Equipped with our phones, reporters notebooks and a grocery list with some basic items, we traveled to the corner of Brice and Lanvale streets and began to walk, looking for the nearest corner store.

We stopped a couple of blocks away at a car wash service to talk to McKinley Woodard, who was having a beer with a friend. Woodard said he drives out to Baltimore County to shop for food because of the lack of grocery options near him.

“Once you take the food, bank, library. [There are] too many liquor stores on the corner,” Woodard said.

Woodard’s observation tracks with what research has shown: Areas with little access to healthy and affordable food often also lack access to other important services such as banks, health care, transportation infrastructure, parks and other recreational spaces. Residents of food deserts are more likely to have chronic health conditions such as obesity, heart disease and diabetes.

Krishna and I walked for nearly half a mile through the neighborhood, searching for a food mart. We passed three shuttered corner stores, which looked like they had been closed for a long time, before finding Lee’s Mini Market at the corner of North Fulton and Edmondson avenues.

After walking up a short flight of stairs and being buzzed in through the front door, we were greeted by the owners, who were known to their customers as “ma” and “Mr. Lee.”

Lee’s Mini Market has been an establishment in the Harlem Park neighborhood for nearly three decades. The corner store was packed nearly floor to ceiling with essentials. Jewel-toned dish soap sat next to cans of sweet corn. Bags of cat food were tucked neatly under bins of potatoes and onions.

I was able to find almost everything I needed on my shopping list at the corner store, including perishable items such as milk, eggs and butter.

But the market had its limitations. The only fresh fruit I saw in the store was bananas near the cash register, sold for 50 cents each. Other than potatoes and onions, the only vegetables I saw were bags of frozen corn and a head of lettuce.

**Assigned task**
Rewrite the food desert passage starting with "We stopped a" and going on through "disease and diabetes.", swapping "liquor stores" for "pawn shops".

**Record set**
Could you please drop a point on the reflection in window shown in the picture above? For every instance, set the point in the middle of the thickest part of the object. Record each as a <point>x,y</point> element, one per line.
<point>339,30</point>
...
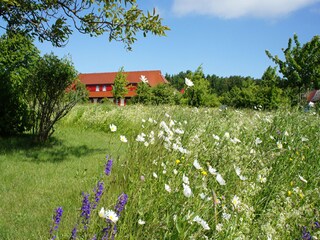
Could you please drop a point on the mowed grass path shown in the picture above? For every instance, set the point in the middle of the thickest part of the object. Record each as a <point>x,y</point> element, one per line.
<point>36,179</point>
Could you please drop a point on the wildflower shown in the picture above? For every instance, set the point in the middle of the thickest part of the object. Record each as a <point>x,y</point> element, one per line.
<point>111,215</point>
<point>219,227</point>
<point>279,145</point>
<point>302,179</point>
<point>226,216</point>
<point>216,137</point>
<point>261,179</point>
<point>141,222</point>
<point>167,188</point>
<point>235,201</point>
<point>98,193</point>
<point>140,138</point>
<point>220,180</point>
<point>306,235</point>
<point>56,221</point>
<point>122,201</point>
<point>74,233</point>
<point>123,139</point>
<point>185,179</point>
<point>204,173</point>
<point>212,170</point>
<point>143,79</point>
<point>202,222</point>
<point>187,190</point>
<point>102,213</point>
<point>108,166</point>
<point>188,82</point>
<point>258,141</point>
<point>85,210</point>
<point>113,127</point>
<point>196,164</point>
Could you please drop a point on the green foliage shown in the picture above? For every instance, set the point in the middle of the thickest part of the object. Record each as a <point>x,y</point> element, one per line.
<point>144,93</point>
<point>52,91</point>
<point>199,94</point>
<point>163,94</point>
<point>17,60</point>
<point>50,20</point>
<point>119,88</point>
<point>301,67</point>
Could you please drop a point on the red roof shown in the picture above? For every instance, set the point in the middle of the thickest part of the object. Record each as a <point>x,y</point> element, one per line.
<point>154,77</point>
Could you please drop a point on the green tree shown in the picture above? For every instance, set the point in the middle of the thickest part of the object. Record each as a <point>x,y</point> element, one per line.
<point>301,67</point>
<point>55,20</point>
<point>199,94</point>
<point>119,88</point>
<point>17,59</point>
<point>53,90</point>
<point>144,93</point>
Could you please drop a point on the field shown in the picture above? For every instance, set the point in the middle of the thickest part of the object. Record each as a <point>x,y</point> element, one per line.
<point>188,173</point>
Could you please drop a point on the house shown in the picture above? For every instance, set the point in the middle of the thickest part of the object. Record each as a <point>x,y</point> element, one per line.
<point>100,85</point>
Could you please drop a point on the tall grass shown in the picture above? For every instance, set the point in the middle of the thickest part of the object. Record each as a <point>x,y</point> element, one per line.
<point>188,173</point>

**Answer to this exercise**
We stopped a couple of blocks away at a car wash service to talk to McKinley Woodard, who was having a beer with a friend. Woodard said he drives out to Baltimore County to shop for food because of the lack of grocery options near him.

“Once you take the food, bank, library. [There are] too many pawn shops on the corner,” Woodard said.

Woodard’s observation tracks with what research has shown: Areas with little access to healthy and affordable food often also lack access to other important services such as banks, health care, transportation infrastructure, parks and other recreational spaces. Residents of food deserts are more likely to have chronic health conditions such as obesity, heart disease and diabetes.